> _Task details_:
Copy out the lines below word for word, leaving out the pictures.

________________________

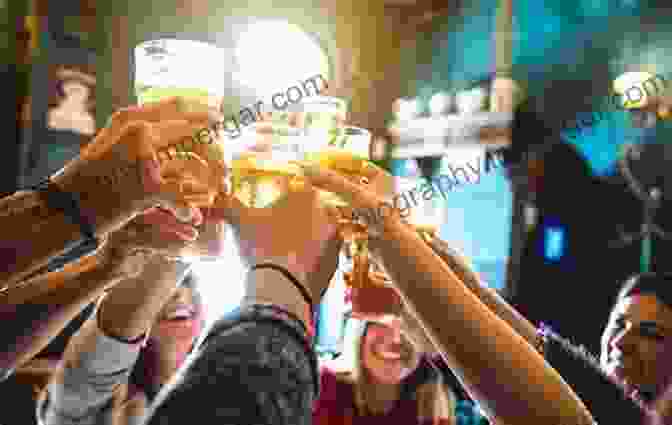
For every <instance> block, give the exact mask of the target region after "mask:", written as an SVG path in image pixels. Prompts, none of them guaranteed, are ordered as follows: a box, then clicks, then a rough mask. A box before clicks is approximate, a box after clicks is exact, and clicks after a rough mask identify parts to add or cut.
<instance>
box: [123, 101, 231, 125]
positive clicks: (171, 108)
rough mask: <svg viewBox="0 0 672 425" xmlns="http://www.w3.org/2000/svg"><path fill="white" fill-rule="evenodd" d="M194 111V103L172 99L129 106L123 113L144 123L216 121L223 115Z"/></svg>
mask: <svg viewBox="0 0 672 425" xmlns="http://www.w3.org/2000/svg"><path fill="white" fill-rule="evenodd" d="M194 109H195V108H194V107H193V102H189V101H188V100H186V99H184V98H182V97H170V98H166V99H162V100H159V101H156V102H150V103H145V104H143V105H133V106H129V107H128V108H124V109H123V110H122V111H124V113H125V114H128V115H130V116H132V119H140V120H143V121H161V120H164V119H189V120H201V119H202V118H203V117H208V118H210V119H212V120H215V119H219V118H220V117H221V114H220V113H218V112H216V111H214V110H209V111H207V112H206V111H195V110H194Z"/></svg>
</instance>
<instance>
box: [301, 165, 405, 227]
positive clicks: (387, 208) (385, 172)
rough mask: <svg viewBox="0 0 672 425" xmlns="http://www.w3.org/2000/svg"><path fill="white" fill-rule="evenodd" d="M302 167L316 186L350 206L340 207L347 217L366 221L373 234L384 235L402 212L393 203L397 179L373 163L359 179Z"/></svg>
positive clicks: (309, 180) (331, 172) (333, 173)
mask: <svg viewBox="0 0 672 425" xmlns="http://www.w3.org/2000/svg"><path fill="white" fill-rule="evenodd" d="M299 165H300V166H301V168H302V169H303V171H304V174H305V175H306V177H307V178H308V180H309V182H310V183H311V184H312V185H314V186H316V187H318V188H320V189H323V190H327V191H329V192H333V193H335V194H337V195H339V196H340V197H341V198H343V199H344V200H345V201H346V202H348V203H349V205H350V207H345V208H339V210H340V214H341V216H342V217H343V218H346V219H359V220H363V221H364V222H365V223H366V225H367V229H368V230H369V231H370V232H371V233H373V234H376V233H379V232H381V231H382V224H383V222H384V220H386V219H387V218H389V217H399V215H400V214H399V211H398V209H396V207H395V205H394V203H393V202H390V199H392V196H393V193H394V179H393V177H392V176H391V175H390V174H389V173H387V172H386V171H385V170H383V169H382V168H380V167H378V166H376V165H374V164H371V163H369V164H368V166H367V168H366V169H365V171H364V172H363V173H362V175H361V176H358V177H357V178H356V179H355V178H352V177H350V178H348V177H344V176H342V175H340V174H338V173H336V172H334V171H331V170H328V169H325V168H320V167H317V166H314V165H312V164H305V163H301V164H299ZM346 227H347V226H346Z"/></svg>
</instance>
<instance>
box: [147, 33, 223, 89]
mask: <svg viewBox="0 0 672 425" xmlns="http://www.w3.org/2000/svg"><path fill="white" fill-rule="evenodd" d="M204 61H207V65H206V66H198V64H203V62H204ZM225 71H226V55H225V54H224V49H222V48H221V47H218V46H215V45H213V44H211V43H205V42H201V41H195V40H180V39H171V38H164V39H157V40H150V41H146V42H144V43H141V44H139V45H138V46H136V47H135V86H136V87H143V86H156V87H175V88H201V89H203V90H205V91H207V92H208V93H210V94H212V95H214V96H224V94H225V92H224V88H225V87H224V84H225V82H224V78H222V76H223V75H225Z"/></svg>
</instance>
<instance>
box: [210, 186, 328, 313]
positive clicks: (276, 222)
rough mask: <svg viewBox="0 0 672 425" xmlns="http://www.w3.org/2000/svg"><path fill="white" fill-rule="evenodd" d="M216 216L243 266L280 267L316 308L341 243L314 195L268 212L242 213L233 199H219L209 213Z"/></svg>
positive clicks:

________________________

> _Answer_:
For every <instance> block, give the exact mask of the target region after "mask:", written as an SVG path in image pixels. Prompts, none of them guaranteed, are ordered as follows: a box, then clicks, then a rough mask. A box before clicks is approximate, a box after clicks is exact, and clicks after a rough mask identify parts to add or cut.
<instance>
box: [123, 101, 231, 125]
positive clicks: (171, 108)
rough mask: <svg viewBox="0 0 672 425" xmlns="http://www.w3.org/2000/svg"><path fill="white" fill-rule="evenodd" d="M194 111V103L172 99L129 106L123 113L144 123L216 121L223 115Z"/></svg>
mask: <svg viewBox="0 0 672 425" xmlns="http://www.w3.org/2000/svg"><path fill="white" fill-rule="evenodd" d="M194 109H195V108H194V107H193V102H189V101H188V100H186V99H184V98H182V97H170V98H166V99H162V100H159V101H156V102H150V103H145V104H143V105H133V106H129V107H128V108H124V109H123V110H122V111H124V113H125V114H128V115H130V116H132V119H140V120H143V121H161V120H164V119H189V120H201V119H202V118H203V117H208V118H210V119H212V120H215V119H219V118H220V117H221V114H220V113H218V112H216V111H214V110H209V111H207V112H206V111H195V110H194Z"/></svg>
</instance>
<instance>
box: [301, 165, 405, 227]
positive clicks: (387, 208) (385, 172)
rough mask: <svg viewBox="0 0 672 425" xmlns="http://www.w3.org/2000/svg"><path fill="white" fill-rule="evenodd" d="M302 167L316 186L350 206L340 207L347 217L366 221L373 234L384 235L402 212L393 203L397 179L373 163L359 179Z"/></svg>
positive clicks: (309, 180) (331, 172) (333, 173)
mask: <svg viewBox="0 0 672 425" xmlns="http://www.w3.org/2000/svg"><path fill="white" fill-rule="evenodd" d="M299 165H300V166H301V168H302V169H303V171H304V174H305V175H306V177H307V178H308V180H309V182H310V183H311V184H312V185H314V186H316V187H318V188H320V189H323V190H327V191H329V192H333V193H335V194H337V195H339V196H340V197H341V198H343V199H344V200H345V201H346V202H348V203H349V205H350V207H345V208H339V210H340V214H341V216H342V217H343V218H346V219H359V220H363V221H364V222H365V223H366V225H367V229H368V230H369V231H370V232H371V233H373V234H376V233H379V232H381V231H382V224H383V222H384V220H386V219H387V218H389V217H399V215H400V214H399V211H398V209H396V207H395V205H394V203H393V202H390V199H392V196H393V193H394V179H393V177H392V176H391V175H390V174H389V173H387V172H386V171H385V170H383V169H382V168H380V167H378V166H376V165H374V164H371V163H369V164H368V166H367V168H366V169H365V171H364V172H363V173H362V175H361V176H358V177H357V178H356V179H355V178H352V177H350V178H348V177H344V176H342V175H340V174H338V173H336V172H334V171H331V170H328V169H325V168H320V167H317V166H314V165H312V164H305V163H301V164H299ZM346 227H347V226H346Z"/></svg>
</instance>
<instance>
box: [147, 33, 223, 89]
mask: <svg viewBox="0 0 672 425" xmlns="http://www.w3.org/2000/svg"><path fill="white" fill-rule="evenodd" d="M204 61H207V65H206V66H198V64H203V62H204ZM225 71H226V55H225V54H224V49H222V48H221V47H218V46H215V45H213V44H211V43H205V42H201V41H195V40H180V39H171V38H164V39H157V40H150V41H146V42H144V43H141V44H139V45H138V46H136V47H135V86H136V87H143V86H156V87H175V88H201V89H203V90H205V91H207V92H208V93H210V94H212V95H214V96H224V94H225V92H224V88H225V87H224V84H225V82H224V78H222V76H223V75H225Z"/></svg>
</instance>
<instance>
box: [210, 186, 328, 313]
positive clicks: (276, 222)
rough mask: <svg viewBox="0 0 672 425" xmlns="http://www.w3.org/2000/svg"><path fill="white" fill-rule="evenodd" d="M216 216L243 266L280 267L316 308L341 243L314 195L268 212L242 213L233 199H219L209 213Z"/></svg>
positive clicks:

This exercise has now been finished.